begin Page text

“Why are you brushing your teeth with your left hand?” asks my wife, Heather. I’m awkwardly flailing with the Oral-B, jamming it into the roof of my mouth, prodding the inside of my cheek and stabbing my tongue. Brushing southpaw feels less like using the wrong hand than using the wrong brain. But I have to do it because I’m fooling my Apple Watch. I’m at 98 percent of my daily movement goal, and I’m trying to convince the watch that I’m taking vigorous steps rather than punching myself in the gums.

It doesn’t fall for it, so I’m forced to go walk in the kitchen for 10 minutes. I try to pretend like I’m doing chores, in case my neighbors happen to look over. I don’t know why I’m embarrassed. I’m just a grown man pacing through his house at night to satisfy an arbitrary goal monitored by a small box strapped to his arm. Apple Watch: It’s like an ankle bracelet for your wrist!

Heather got me the Apple Watch as a Hail Mary Father’s Day present, one that affirms the non-gift-friendly nature of my lifestyle. Guys who golf a lot, they get golf stuff. Guys who dress nice, they get clothes. Guys who are into Tuvan throat singing, they get tickets to Mongolia to see Huun-Huur-Tu perform hits from their album 60 Horses in My Herd. I don’t have anything obvious like that. When Heather asks me what I want for a gift, I’ll say something like, “Hmm, a set of high-flow fuel injectors for the Bronco would be nice.” And then she’ll ask again, and again, until I name something that doesn’t cost $5,000 or involve a week on the Baja peninsula. I should just say I’m into turtles or something.

She settled on the watch because I mentioned I was interested in a Fitbit to encourage me to exercise. The Apple Watch is, of course, quite a bit more elaborate. It can check email, send texts and tell you the weather. It can stream music, make phone calls and get you an Uber. It can even tell time.

But the most important function is the activity tracker. Every day, you have three different goals: standing, movement and exercise. I’ll be honest that I don’t really know how the standing goal is calculated but I always hit that. Exercise is tougher, since you have to have your heart rate up for half an hour. Movement, though, is the worst. The watch’s factory-set goal was 1,000 calories a day, which is about what you burn if you’re doing a full triathlon and also you’re an adult rhinoceros. My first week with the watch, I did a six-mile run only to find I hadn’t yet satisfied the cruel taskmaster on my wrist. So I reset the goal down to 700 calories. Sound easy? That still works out to about five miles of daily perambulation. You might walk a couple miles a day in the course of your normal routine. But five miles is a challenge. Five miles, you’ve got to go looking for it.

end Page text
begin Supplied material

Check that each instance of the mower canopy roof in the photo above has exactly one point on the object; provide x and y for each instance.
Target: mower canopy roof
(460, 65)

end Supplied material

_Task requirements_.
(a) Please return the passage of the Apple Watch essay word for word, starting with "Heather got me" and going on through "turtles or something.".
(b) In the Apple Watch essay, what did the writer lower the daily movement goal to after the first week?

_Answers per task_.
(a)
Heather got me the Apple Watch as a Hail Mary Father’s Day present, one that affirms the non-gift-friendly nature of my lifestyle. Guys who golf a lot, they get golf stuff. Guys who dress nice, they get clothes. Guys who are into Tuvan throat singing, they get tickets to Mongolia to see Huun-Huur-Tu perform hits from their album 60 Horses in My Herd. I don’t have anything obvious like that. When Heather asks me what I want for a gift, I’ll say something like, “Hmm, a set of high-flow fuel injectors for the Bronco would be nice.” And then she’ll ask again, and again, until I name something that doesn’t cost $5,000 or involve a week on the Baja peninsula. I should just say I’m into turtles or something.

(b) 700 calories